■ EXERCISE PROMPT:
State how many lines of the records below contain the word "wooden", with case counting, and reply with the number alone.

* * *

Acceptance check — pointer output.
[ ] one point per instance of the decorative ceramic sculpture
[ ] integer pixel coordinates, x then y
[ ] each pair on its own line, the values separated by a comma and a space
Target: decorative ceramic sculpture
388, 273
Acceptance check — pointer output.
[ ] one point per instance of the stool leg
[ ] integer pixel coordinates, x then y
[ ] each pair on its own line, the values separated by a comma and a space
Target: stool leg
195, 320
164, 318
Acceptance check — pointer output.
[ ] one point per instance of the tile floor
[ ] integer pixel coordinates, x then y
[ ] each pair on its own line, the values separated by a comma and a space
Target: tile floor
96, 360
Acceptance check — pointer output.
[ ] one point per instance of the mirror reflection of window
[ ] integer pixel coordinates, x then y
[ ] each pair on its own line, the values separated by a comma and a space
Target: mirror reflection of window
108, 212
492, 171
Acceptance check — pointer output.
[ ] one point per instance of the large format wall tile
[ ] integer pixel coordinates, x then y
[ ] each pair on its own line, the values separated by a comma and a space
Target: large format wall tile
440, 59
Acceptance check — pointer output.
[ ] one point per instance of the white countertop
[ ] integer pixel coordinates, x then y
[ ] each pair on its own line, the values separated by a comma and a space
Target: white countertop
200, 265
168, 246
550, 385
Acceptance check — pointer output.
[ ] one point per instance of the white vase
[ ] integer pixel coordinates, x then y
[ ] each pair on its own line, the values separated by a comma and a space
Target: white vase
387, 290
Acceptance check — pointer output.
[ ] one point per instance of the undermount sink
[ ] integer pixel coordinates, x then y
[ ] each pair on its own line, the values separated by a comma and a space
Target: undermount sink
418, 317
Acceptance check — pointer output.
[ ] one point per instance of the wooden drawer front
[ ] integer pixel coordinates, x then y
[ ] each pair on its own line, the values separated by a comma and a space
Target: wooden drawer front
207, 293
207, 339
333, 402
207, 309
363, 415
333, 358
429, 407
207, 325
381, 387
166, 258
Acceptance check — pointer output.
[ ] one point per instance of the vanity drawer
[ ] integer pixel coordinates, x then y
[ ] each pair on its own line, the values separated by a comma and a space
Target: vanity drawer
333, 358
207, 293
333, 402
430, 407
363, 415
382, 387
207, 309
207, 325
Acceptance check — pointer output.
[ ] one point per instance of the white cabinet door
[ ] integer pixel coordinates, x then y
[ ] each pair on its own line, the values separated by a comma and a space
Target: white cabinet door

* * *

■ WRITTEN REPLY:
2